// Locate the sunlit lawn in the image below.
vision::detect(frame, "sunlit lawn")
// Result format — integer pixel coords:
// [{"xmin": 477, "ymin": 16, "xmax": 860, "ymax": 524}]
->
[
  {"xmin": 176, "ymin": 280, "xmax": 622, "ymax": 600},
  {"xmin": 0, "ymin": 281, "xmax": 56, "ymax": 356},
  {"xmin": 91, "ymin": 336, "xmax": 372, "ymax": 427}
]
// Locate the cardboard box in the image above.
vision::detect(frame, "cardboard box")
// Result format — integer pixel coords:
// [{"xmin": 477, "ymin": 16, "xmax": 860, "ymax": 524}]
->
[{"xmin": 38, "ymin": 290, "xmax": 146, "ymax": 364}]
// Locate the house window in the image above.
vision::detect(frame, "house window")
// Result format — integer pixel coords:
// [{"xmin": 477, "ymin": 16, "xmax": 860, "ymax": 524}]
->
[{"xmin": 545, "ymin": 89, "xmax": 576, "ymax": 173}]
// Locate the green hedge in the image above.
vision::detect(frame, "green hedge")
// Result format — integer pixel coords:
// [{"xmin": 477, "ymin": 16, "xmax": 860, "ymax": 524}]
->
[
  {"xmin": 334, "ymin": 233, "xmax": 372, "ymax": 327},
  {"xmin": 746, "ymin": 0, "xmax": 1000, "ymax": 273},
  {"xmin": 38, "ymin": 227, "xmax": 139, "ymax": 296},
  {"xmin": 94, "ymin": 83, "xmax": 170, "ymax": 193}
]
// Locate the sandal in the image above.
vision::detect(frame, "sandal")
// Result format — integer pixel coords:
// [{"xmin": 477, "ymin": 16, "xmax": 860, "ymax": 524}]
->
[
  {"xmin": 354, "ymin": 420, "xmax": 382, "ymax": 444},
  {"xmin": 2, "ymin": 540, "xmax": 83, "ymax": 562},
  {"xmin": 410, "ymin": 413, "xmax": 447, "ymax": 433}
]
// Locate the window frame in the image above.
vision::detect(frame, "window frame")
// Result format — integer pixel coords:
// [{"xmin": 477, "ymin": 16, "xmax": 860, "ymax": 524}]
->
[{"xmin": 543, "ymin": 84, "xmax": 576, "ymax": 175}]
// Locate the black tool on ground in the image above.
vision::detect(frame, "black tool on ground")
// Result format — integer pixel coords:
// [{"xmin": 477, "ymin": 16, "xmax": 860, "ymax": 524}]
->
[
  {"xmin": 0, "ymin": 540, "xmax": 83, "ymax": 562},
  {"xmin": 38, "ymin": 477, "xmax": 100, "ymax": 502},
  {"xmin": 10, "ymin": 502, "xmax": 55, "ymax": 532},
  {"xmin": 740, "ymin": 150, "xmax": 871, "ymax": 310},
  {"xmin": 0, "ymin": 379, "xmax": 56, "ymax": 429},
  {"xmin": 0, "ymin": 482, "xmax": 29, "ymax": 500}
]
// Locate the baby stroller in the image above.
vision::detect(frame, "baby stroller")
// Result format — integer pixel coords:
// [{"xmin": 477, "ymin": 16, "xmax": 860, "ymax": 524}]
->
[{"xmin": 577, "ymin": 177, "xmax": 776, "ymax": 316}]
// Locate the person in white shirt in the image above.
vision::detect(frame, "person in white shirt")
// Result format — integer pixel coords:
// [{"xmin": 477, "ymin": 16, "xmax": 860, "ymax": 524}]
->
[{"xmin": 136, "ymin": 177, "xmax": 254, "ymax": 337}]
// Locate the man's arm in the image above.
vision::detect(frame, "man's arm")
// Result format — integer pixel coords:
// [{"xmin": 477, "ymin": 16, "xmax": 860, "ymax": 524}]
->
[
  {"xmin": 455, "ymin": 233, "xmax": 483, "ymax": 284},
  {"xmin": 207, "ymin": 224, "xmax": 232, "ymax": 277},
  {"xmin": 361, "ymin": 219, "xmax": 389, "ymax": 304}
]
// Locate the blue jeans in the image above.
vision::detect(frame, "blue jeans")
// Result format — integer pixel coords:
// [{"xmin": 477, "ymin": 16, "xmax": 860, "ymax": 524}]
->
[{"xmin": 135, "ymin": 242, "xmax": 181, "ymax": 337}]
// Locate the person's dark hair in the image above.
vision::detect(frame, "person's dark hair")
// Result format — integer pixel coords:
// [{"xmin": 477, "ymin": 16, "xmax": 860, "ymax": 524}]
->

● Problem description
Copy out all of the data exactly, leaving nothing out.

● Result
// Locate the sunlit lawn in the image below.
vision::detect(frame, "sunlit lawn")
// Result format — integer pixel coords:
// [{"xmin": 477, "ymin": 16, "xmax": 860, "ymax": 524}]
->
[
  {"xmin": 176, "ymin": 280, "xmax": 622, "ymax": 600},
  {"xmin": 0, "ymin": 281, "xmax": 56, "ymax": 356},
  {"xmin": 91, "ymin": 336, "xmax": 372, "ymax": 427}
]
// Locate the cardboard box in the image above.
vision::detect(frame, "cardboard box")
// Result format — integer pixel coords:
// [{"xmin": 477, "ymin": 16, "xmax": 860, "ymax": 524}]
->
[{"xmin": 38, "ymin": 290, "xmax": 146, "ymax": 364}]
// Locate the house window in the image above.
vision::detect(frame, "house window")
// Result format — integer pixel coords:
// [{"xmin": 477, "ymin": 16, "xmax": 860, "ymax": 524}]
->
[{"xmin": 545, "ymin": 89, "xmax": 576, "ymax": 173}]
// Locate the green hedge in the image above.
vision::detect(frame, "green hedge")
// Result format — integer pixel coords:
// [{"xmin": 477, "ymin": 16, "xmax": 860, "ymax": 524}]
->
[
  {"xmin": 334, "ymin": 233, "xmax": 372, "ymax": 327},
  {"xmin": 746, "ymin": 0, "xmax": 1000, "ymax": 273},
  {"xmin": 38, "ymin": 227, "xmax": 139, "ymax": 296},
  {"xmin": 94, "ymin": 83, "xmax": 170, "ymax": 193}
]
// Locate the sandal in the image above.
vision::detect(frame, "sandal")
// Result format — integer pixel coords:
// [{"xmin": 477, "ymin": 16, "xmax": 860, "ymax": 524}]
->
[
  {"xmin": 354, "ymin": 420, "xmax": 382, "ymax": 444},
  {"xmin": 2, "ymin": 540, "xmax": 83, "ymax": 562},
  {"xmin": 410, "ymin": 413, "xmax": 447, "ymax": 433}
]
// Locate the window frame in the image above.
vision::detect(frame, "window frame")
// Result format — integer pixel coords:
// [{"xmin": 477, "ymin": 16, "xmax": 860, "ymax": 524}]
->
[{"xmin": 543, "ymin": 84, "xmax": 576, "ymax": 175}]
// Locate the black tool on ground in the image above.
vision::detect(frame, "black tool on ground")
// Result format — integer pixel coords:
// [{"xmin": 477, "ymin": 16, "xmax": 860, "ymax": 524}]
->
[
  {"xmin": 0, "ymin": 540, "xmax": 83, "ymax": 562},
  {"xmin": 38, "ymin": 477, "xmax": 100, "ymax": 502},
  {"xmin": 10, "ymin": 502, "xmax": 55, "ymax": 532},
  {"xmin": 740, "ymin": 150, "xmax": 871, "ymax": 310},
  {"xmin": 0, "ymin": 379, "xmax": 56, "ymax": 429},
  {"xmin": 0, "ymin": 482, "xmax": 29, "ymax": 500}
]
// Locate the baby stroller in the image above.
vision::detect(frame, "baby stroller")
// Result format — integer pixel coords:
// [{"xmin": 477, "ymin": 16, "xmax": 860, "ymax": 524}]
->
[{"xmin": 577, "ymin": 177, "xmax": 776, "ymax": 316}]
// Locate the person in white shirt in the image above.
vision::detect(frame, "person in white shirt")
// Result format — integer pixel coords:
// [{"xmin": 477, "ymin": 16, "xmax": 860, "ymax": 524}]
->
[{"xmin": 136, "ymin": 177, "xmax": 254, "ymax": 337}]
// Locate the man's arm in the image above.
vision::detect(frame, "man's arm")
// Result format — integer pixel coords:
// [{"xmin": 477, "ymin": 16, "xmax": 860, "ymax": 524}]
->
[
  {"xmin": 455, "ymin": 233, "xmax": 483, "ymax": 284},
  {"xmin": 207, "ymin": 224, "xmax": 232, "ymax": 277},
  {"xmin": 361, "ymin": 219, "xmax": 389, "ymax": 304}
]
// Locate the blue jeans in the image above.
vision::detect(frame, "blue jeans")
// Result format — integer pixel coords:
// [{"xmin": 477, "ymin": 16, "xmax": 860, "ymax": 524}]
->
[{"xmin": 135, "ymin": 242, "xmax": 181, "ymax": 337}]
// Locate the person's dark hair in the image above.
vision::detect(frame, "person's dark hair")
// Result format — integer pixel coords:
// [{"xmin": 477, "ymin": 16, "xmax": 860, "ymax": 524}]
->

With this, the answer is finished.